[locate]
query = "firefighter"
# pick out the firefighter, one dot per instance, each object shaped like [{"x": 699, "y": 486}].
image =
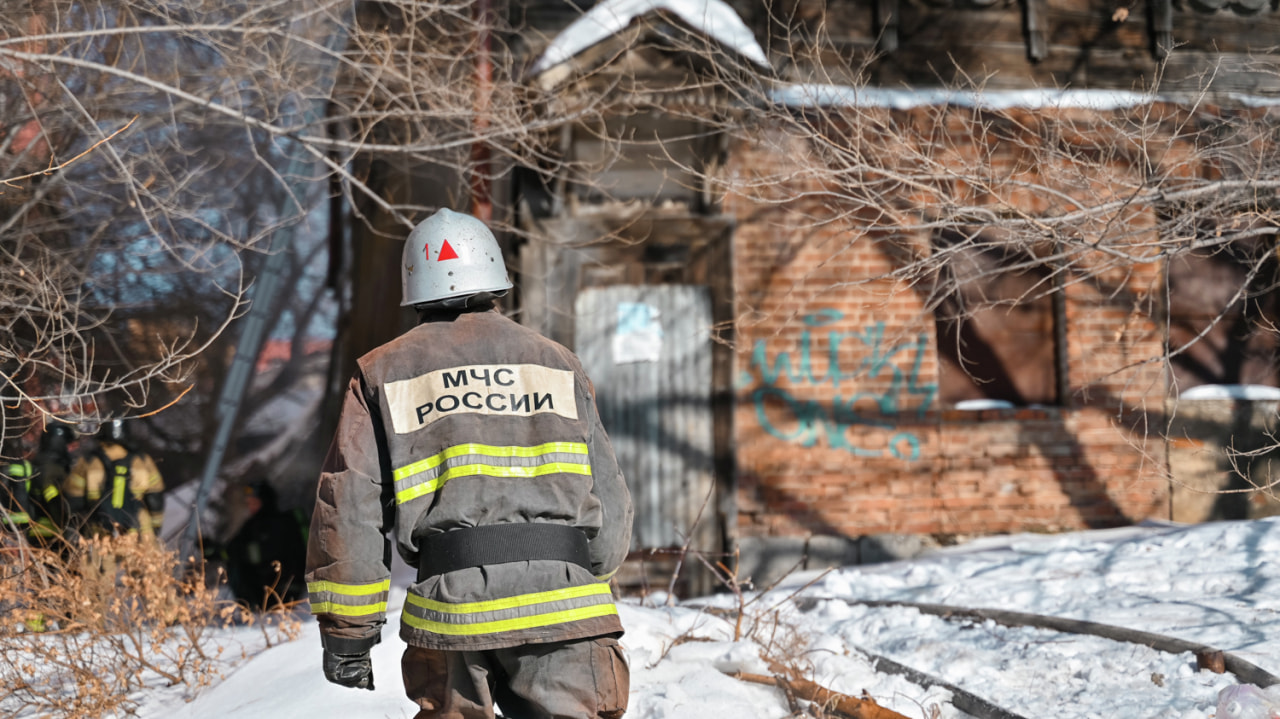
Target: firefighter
[
  {"x": 265, "y": 558},
  {"x": 476, "y": 443},
  {"x": 33, "y": 500},
  {"x": 117, "y": 488}
]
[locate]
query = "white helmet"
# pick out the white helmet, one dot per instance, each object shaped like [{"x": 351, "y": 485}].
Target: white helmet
[{"x": 451, "y": 255}]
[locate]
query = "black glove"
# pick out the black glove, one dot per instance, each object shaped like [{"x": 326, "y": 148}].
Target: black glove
[{"x": 353, "y": 671}]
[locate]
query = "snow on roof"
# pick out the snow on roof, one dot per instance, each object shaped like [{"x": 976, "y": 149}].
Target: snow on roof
[
  {"x": 709, "y": 17},
  {"x": 1257, "y": 393},
  {"x": 835, "y": 95}
]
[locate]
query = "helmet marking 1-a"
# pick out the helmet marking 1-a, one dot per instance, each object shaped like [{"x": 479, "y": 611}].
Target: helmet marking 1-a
[{"x": 451, "y": 255}]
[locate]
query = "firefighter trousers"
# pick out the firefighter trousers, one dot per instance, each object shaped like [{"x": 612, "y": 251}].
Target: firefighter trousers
[{"x": 574, "y": 679}]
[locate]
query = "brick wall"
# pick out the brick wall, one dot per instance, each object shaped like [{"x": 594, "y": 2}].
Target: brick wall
[{"x": 837, "y": 424}]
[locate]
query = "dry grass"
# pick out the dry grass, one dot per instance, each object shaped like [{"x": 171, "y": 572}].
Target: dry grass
[{"x": 83, "y": 628}]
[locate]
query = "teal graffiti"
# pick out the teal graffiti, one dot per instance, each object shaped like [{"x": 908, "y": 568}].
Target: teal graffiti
[{"x": 851, "y": 357}]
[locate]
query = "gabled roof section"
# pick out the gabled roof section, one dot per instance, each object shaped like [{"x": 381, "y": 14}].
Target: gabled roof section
[{"x": 712, "y": 18}]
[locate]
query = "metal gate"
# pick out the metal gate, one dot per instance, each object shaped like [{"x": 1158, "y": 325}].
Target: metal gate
[{"x": 648, "y": 352}]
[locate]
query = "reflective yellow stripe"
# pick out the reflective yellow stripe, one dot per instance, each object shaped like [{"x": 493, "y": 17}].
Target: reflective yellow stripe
[
  {"x": 490, "y": 471},
  {"x": 348, "y": 609},
  {"x": 118, "y": 493},
  {"x": 489, "y": 450},
  {"x": 508, "y": 603},
  {"x": 348, "y": 590},
  {"x": 511, "y": 624}
]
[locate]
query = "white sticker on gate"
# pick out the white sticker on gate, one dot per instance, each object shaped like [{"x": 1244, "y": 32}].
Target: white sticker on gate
[{"x": 516, "y": 390}]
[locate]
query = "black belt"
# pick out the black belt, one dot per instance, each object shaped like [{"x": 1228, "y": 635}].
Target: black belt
[{"x": 499, "y": 544}]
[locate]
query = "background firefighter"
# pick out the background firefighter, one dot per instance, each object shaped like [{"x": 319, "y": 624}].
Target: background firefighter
[
  {"x": 478, "y": 444},
  {"x": 115, "y": 488},
  {"x": 32, "y": 495}
]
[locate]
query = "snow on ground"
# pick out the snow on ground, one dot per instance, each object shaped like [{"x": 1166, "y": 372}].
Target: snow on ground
[{"x": 1211, "y": 584}]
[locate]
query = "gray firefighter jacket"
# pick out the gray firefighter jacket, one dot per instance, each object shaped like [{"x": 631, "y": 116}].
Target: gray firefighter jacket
[{"x": 467, "y": 420}]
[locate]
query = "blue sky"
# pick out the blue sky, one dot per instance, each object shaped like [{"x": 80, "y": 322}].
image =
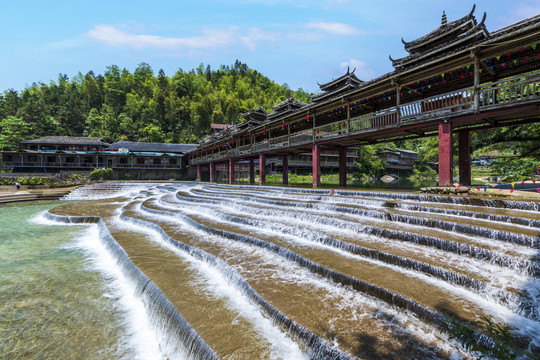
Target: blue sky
[{"x": 295, "y": 42}]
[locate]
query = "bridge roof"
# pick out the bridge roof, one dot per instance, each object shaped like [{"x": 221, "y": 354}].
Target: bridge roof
[
  {"x": 257, "y": 114},
  {"x": 342, "y": 84},
  {"x": 288, "y": 105},
  {"x": 67, "y": 140},
  {"x": 442, "y": 34},
  {"x": 445, "y": 40}
]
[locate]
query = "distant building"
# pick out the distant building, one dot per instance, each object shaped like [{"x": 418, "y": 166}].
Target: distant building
[
  {"x": 398, "y": 160},
  {"x": 215, "y": 128},
  {"x": 55, "y": 154}
]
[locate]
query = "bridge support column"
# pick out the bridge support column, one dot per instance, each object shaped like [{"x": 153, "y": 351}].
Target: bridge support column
[
  {"x": 231, "y": 171},
  {"x": 342, "y": 167},
  {"x": 316, "y": 165},
  {"x": 262, "y": 169},
  {"x": 212, "y": 172},
  {"x": 252, "y": 171},
  {"x": 464, "y": 158},
  {"x": 446, "y": 175},
  {"x": 285, "y": 162}
]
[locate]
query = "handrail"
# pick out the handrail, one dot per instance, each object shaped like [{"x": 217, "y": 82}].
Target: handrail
[{"x": 505, "y": 91}]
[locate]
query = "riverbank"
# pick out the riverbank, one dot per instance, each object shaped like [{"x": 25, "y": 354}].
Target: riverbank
[{"x": 10, "y": 195}]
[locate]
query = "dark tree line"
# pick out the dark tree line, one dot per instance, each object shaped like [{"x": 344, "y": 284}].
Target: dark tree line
[{"x": 138, "y": 106}]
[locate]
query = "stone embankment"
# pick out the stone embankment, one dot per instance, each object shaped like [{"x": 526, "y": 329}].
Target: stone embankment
[
  {"x": 481, "y": 191},
  {"x": 27, "y": 195}
]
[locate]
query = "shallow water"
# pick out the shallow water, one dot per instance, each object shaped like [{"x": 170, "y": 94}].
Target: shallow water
[
  {"x": 283, "y": 273},
  {"x": 59, "y": 296}
]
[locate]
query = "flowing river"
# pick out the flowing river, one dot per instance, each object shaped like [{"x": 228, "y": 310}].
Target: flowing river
[{"x": 207, "y": 271}]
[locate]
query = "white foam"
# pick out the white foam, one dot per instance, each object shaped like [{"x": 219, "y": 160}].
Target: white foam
[{"x": 142, "y": 340}]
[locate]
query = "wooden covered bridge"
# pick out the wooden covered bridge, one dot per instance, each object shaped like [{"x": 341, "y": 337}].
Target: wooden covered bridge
[{"x": 458, "y": 78}]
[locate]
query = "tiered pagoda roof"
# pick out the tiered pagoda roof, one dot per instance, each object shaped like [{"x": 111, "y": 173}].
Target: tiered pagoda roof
[
  {"x": 256, "y": 116},
  {"x": 289, "y": 105},
  {"x": 446, "y": 39},
  {"x": 340, "y": 85},
  {"x": 67, "y": 140}
]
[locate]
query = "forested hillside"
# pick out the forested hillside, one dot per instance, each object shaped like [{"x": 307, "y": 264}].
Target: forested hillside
[
  {"x": 144, "y": 106},
  {"x": 138, "y": 106}
]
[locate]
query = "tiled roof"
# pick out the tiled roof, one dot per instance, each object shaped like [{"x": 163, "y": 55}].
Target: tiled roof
[
  {"x": 152, "y": 147},
  {"x": 67, "y": 140}
]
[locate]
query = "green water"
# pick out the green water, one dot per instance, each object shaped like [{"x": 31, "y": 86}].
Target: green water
[{"x": 52, "y": 305}]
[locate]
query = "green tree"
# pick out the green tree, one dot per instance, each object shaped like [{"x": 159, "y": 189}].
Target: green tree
[
  {"x": 94, "y": 124},
  {"x": 12, "y": 131},
  {"x": 368, "y": 162}
]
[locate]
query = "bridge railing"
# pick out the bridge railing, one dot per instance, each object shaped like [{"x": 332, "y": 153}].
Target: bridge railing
[
  {"x": 506, "y": 91},
  {"x": 335, "y": 129},
  {"x": 452, "y": 101},
  {"x": 301, "y": 137},
  {"x": 244, "y": 149},
  {"x": 278, "y": 142},
  {"x": 511, "y": 90}
]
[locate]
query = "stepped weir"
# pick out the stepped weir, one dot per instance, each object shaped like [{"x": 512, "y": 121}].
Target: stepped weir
[{"x": 230, "y": 271}]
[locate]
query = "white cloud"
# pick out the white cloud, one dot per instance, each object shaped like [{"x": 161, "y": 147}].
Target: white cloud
[
  {"x": 518, "y": 13},
  {"x": 216, "y": 38},
  {"x": 210, "y": 39},
  {"x": 362, "y": 70},
  {"x": 335, "y": 28},
  {"x": 255, "y": 37}
]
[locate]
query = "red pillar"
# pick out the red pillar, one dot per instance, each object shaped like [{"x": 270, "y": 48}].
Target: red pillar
[
  {"x": 285, "y": 166},
  {"x": 464, "y": 157},
  {"x": 212, "y": 172},
  {"x": 231, "y": 171},
  {"x": 251, "y": 171},
  {"x": 262, "y": 169},
  {"x": 316, "y": 165},
  {"x": 446, "y": 175},
  {"x": 342, "y": 167}
]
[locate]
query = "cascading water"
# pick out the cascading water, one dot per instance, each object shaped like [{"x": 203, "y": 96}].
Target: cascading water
[{"x": 364, "y": 274}]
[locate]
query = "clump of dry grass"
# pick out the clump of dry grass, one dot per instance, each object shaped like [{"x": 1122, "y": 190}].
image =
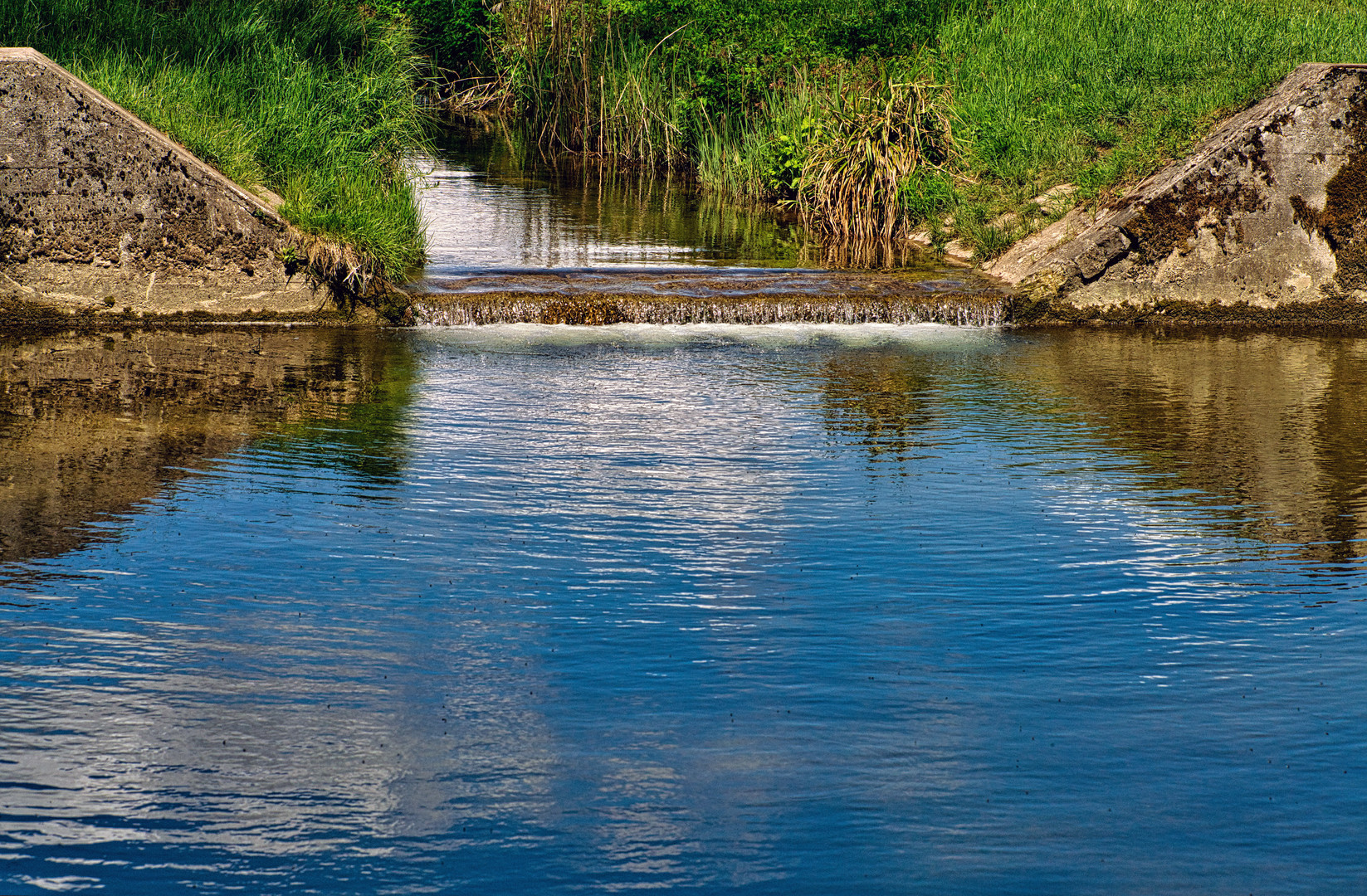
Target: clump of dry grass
[{"x": 870, "y": 141}]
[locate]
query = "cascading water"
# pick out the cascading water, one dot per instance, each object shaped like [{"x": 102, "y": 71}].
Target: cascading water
[{"x": 515, "y": 242}]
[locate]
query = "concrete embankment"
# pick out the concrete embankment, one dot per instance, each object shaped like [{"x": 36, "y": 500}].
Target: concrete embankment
[
  {"x": 1265, "y": 222},
  {"x": 100, "y": 211}
]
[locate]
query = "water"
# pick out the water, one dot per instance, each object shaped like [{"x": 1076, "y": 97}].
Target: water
[
  {"x": 789, "y": 608},
  {"x": 502, "y": 220}
]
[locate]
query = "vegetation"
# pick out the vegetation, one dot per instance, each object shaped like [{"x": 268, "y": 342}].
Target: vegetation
[
  {"x": 872, "y": 118},
  {"x": 310, "y": 99},
  {"x": 878, "y": 118}
]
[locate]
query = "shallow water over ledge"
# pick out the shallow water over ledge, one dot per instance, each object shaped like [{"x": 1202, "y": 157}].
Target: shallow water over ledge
[
  {"x": 498, "y": 222},
  {"x": 794, "y": 608}
]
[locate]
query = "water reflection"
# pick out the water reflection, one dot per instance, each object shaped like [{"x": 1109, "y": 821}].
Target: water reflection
[
  {"x": 879, "y": 399},
  {"x": 92, "y": 425},
  {"x": 1265, "y": 428},
  {"x": 492, "y": 202},
  {"x": 559, "y": 610}
]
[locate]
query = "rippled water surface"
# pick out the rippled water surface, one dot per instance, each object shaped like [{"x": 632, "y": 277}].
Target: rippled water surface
[{"x": 539, "y": 610}]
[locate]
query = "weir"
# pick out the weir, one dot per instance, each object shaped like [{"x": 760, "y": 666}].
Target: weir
[{"x": 520, "y": 308}]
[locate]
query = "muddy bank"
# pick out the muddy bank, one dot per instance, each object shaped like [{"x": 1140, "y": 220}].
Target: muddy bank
[{"x": 100, "y": 211}]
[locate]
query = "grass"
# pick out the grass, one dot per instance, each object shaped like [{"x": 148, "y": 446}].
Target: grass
[
  {"x": 1101, "y": 93},
  {"x": 1001, "y": 100},
  {"x": 308, "y": 99}
]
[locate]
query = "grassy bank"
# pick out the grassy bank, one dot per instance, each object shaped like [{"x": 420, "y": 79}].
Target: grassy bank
[
  {"x": 310, "y": 99},
  {"x": 876, "y": 119}
]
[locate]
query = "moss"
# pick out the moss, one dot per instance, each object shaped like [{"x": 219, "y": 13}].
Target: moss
[
  {"x": 1343, "y": 222},
  {"x": 1348, "y": 316},
  {"x": 1170, "y": 220},
  {"x": 19, "y": 319}
]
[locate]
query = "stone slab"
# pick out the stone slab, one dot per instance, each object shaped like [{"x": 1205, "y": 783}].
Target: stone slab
[
  {"x": 1270, "y": 211},
  {"x": 97, "y": 209}
]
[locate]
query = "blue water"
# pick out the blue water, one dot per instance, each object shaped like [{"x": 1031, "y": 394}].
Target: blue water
[{"x": 775, "y": 610}]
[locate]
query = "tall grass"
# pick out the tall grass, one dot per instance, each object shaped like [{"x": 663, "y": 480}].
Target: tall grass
[
  {"x": 310, "y": 99},
  {"x": 775, "y": 99},
  {"x": 1101, "y": 93}
]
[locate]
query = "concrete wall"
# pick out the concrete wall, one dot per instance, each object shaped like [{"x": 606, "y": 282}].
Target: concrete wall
[
  {"x": 1270, "y": 211},
  {"x": 99, "y": 209}
]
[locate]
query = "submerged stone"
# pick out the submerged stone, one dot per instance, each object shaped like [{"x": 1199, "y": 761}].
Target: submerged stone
[
  {"x": 100, "y": 211},
  {"x": 1269, "y": 215}
]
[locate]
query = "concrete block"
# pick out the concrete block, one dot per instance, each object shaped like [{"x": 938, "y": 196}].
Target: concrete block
[
  {"x": 100, "y": 209},
  {"x": 1269, "y": 211}
]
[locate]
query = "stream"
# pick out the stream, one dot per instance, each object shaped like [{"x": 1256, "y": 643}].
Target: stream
[{"x": 720, "y": 608}]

▸ **DIRECTIVE**
Pull out every line in the entries above that contains the string "trousers". Matches must have the same uppercase and lowercase letters.

▸ **ANSWER FOR THE TASK**
query = "firefighter trousers"
# pick out the firefighter trousers, one dot per instance, each object shaped like [{"x": 612, "y": 251}].
Target: firefighter trousers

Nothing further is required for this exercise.